The P.E.I. Division of the Canadian Cancer Society is pleased with a review by P.E.I.'s Chief Public Health Office looking at the potential human health effects from pesticide exposure, but would have liked to see the health office take a stronger stand as a result of its own research findings.

The society said the review reflects its own position: that there may be a connection between certain types of cancer and exposure to some pesticides.

But the Cancer Society said the findings in the report support a ban on cosmetic pesticides, although there was no such recommendation in either of two reports from the Chief Public Health Office.

"We would have liked to have seen a further step as it relates to cosmetic pesticides in the least,  where again that benefit is a much more debatable thing when you're talking about something purely cosmetic in nature," said Lori Barker, executive director of the P.E.I. Division of the Canadian Cancer Society.

"We appreciate other issues like tobacco control are certainly huge, it might play a much more significant role, but there is a small step here that could be made … looking out for the general health of the public."

After comparing disease rates in P.E.I. with the rest of Canada, the Chief Public Health Office concluded pesticides, when used according to Health Canada's directions, "do not pose a significant public health risk" in the province.

* Recorded data *
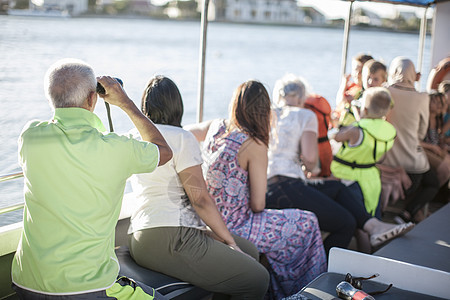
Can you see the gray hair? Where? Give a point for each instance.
(289, 84)
(68, 83)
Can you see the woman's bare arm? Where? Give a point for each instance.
(195, 187)
(199, 130)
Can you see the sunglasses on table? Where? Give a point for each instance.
(356, 282)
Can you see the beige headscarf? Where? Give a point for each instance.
(402, 72)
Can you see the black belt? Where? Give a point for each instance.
(353, 164)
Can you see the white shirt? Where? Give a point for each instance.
(160, 197)
(290, 124)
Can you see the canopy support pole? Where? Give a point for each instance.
(201, 84)
(423, 34)
(346, 36)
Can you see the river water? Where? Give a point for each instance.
(136, 49)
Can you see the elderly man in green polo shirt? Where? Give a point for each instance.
(75, 174)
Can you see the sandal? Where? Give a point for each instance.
(381, 238)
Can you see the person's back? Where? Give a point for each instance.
(75, 180)
(75, 177)
(410, 118)
(235, 155)
(320, 106)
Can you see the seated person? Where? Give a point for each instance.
(436, 151)
(410, 116)
(235, 155)
(75, 174)
(176, 228)
(320, 106)
(444, 88)
(351, 89)
(374, 74)
(364, 144)
(294, 131)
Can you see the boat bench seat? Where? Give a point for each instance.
(170, 287)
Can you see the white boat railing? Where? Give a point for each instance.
(201, 82)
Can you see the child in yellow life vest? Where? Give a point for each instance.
(363, 145)
(374, 74)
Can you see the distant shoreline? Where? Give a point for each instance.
(331, 26)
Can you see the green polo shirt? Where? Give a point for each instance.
(75, 177)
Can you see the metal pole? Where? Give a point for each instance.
(345, 43)
(423, 34)
(201, 84)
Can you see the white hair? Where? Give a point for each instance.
(290, 84)
(68, 83)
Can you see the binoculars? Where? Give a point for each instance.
(101, 89)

* Exercise A *
Decide whether each statement agrees with the article on the pesticide review. Answer yes or no for each and quote the deciding words.
(i) The Chief Public Health Office recommended a ban on cosmetic pesticides.
(ii) The Canadian Cancer Society's position is that there may be a connection between certain types of cancer and exposure to some pesticides.
(iii) The Chief Public Health Office compared disease rates in P.E.I. with those in the rest of Canada.
* Exercise B *
Answer these questions from the article on the pesticide review:
(i) Who is the executive director of the P.E.I. Division of the Canadian Cancer Society?
(ii) Which issue did she say might play a much more significant role?
(iii) Whose directions must pesticides be used according to for them to "not pose a significant public health risk"?

* Expected answer A *
(i) No: "there was no such recommendation in either of two reports from the Chief Public Health Office."
(ii) Yes: "there may be a connection between certain types of cancer and exposure to some pesticides."
(iii) Yes: "After comparing disease rates in P.E.I. with the rest of Canada"

* Expected answer B *
(i) Lori Barker
(ii) Tobacco control
(iii) Health Canada's